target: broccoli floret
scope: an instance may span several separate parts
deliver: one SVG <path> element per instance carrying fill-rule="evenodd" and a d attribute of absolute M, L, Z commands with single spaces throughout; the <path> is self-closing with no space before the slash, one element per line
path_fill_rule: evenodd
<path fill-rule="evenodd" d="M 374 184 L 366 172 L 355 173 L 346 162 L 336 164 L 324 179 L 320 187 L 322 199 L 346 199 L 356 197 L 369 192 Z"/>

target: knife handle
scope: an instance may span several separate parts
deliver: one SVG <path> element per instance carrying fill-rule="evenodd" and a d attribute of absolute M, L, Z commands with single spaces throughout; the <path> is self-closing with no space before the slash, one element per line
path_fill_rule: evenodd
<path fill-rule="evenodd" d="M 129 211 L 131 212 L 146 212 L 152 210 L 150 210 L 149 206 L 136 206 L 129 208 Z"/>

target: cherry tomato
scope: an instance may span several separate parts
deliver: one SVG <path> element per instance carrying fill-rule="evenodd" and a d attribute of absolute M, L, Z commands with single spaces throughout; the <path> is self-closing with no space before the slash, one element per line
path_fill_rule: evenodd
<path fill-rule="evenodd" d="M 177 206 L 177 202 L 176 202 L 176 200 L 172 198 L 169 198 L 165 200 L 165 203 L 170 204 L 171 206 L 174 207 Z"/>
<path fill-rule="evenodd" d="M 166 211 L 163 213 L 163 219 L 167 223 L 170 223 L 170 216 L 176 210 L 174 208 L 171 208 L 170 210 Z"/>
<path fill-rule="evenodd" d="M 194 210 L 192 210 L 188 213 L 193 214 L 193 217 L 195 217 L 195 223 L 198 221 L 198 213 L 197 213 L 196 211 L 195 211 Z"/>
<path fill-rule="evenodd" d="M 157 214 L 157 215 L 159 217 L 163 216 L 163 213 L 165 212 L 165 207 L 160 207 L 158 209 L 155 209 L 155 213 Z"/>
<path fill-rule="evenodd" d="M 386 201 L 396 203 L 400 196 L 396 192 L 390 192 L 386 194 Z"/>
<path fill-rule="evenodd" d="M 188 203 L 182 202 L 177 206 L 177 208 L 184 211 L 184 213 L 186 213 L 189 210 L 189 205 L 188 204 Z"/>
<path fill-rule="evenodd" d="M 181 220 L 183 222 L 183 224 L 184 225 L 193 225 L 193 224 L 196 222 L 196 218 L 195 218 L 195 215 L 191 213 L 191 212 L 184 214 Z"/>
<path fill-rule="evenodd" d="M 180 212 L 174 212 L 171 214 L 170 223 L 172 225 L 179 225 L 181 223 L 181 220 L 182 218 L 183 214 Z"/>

- _Exercise instructions_
Starting at the first of the rows and ending at the line that contains "374 184 L 366", write those lines out again, requests included. Shift every coordinate in the answers by adding 30 to it.

- _Task result_
target: broccoli floret
scope: an instance may span several separate parts
deliver: one SVG <path> element per instance carrying fill-rule="evenodd" and a d attribute of absolute M, L, Z commands with single spaces throughout; the <path> is self-closing with no space before the slash, one element per line
path_fill_rule: evenodd
<path fill-rule="evenodd" d="M 404 214 L 396 202 L 385 203 L 376 192 L 366 194 L 354 209 L 350 217 L 352 229 L 376 229 L 386 227 L 399 222 Z"/>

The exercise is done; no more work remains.